### [Directions for this task]
You are asked to repeat the listing word for word and to leave out its pictures.
[[ Supplied material open ]]
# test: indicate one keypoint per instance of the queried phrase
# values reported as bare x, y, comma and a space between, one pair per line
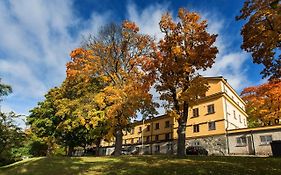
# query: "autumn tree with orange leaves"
262, 34
264, 102
186, 48
123, 60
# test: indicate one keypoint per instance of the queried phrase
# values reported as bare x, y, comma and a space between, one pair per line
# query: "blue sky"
38, 35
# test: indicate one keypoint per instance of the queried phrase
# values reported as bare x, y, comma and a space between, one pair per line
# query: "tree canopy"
186, 48
123, 60
262, 34
264, 101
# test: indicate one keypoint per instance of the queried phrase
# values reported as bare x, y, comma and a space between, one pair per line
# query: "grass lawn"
138, 165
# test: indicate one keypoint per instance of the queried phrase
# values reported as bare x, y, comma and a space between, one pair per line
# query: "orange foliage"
123, 60
262, 34
264, 101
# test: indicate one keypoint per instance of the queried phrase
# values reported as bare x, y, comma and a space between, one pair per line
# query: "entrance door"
250, 146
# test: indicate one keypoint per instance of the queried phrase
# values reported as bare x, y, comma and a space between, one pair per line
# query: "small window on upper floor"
212, 126
266, 139
211, 109
195, 112
147, 139
148, 128
195, 128
140, 129
156, 137
157, 126
196, 143
167, 136
167, 124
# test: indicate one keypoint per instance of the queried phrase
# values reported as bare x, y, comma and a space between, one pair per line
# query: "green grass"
138, 165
[[ Supplied material closed ]]
### [Written solution]
# test: indicate one keypoint per instance of the queried phrase
# values reported as bare x, y, comma and a space between, one pair per line
# query: "autumn tree with orange leaves"
262, 34
264, 102
186, 48
123, 60
# test: indicate one keypoint per instance of the queried phrase
# values reported as bare x, y, comma and a space between, one pair per line
# query: "blue sky"
38, 35
# test: indicate one keypoint per instance of the queried phrase
# values reported as bare x, y, comma and a space between, one pair per line
# query: "tree canopy"
186, 48
123, 60
262, 34
264, 101
# test: indicate one keypoint per instance of the queried phrase
# values reported as bare x, y, comma and a space between, one pair per line
# query: "grass lawn"
138, 165
# test: indicate one keypoint per instance of the queried phrase
# values reported as bare x, y, comma and a space between, one pair per line
# query: "orange foliage"
123, 60
262, 34
264, 101
# test: indicate one keypoint per instance of the queried phrase
# values reported as bare x, y, comma and a space between, one pair per line
# query: "entrance door"
250, 146
# test: indicate one keypoint per instance of the queried phrase
# values reported as bare x, y, comma and a space between, one pair per line
# query: "small window on upper floor"
212, 126
266, 139
211, 109
195, 112
147, 139
148, 128
195, 128
140, 129
156, 137
157, 126
196, 143
167, 136
167, 124
# test: indicate one keypoint per instance of the queried phrase
# values reported as bare x, y, comma and a space between, one pair per line
# query: "green grass"
138, 165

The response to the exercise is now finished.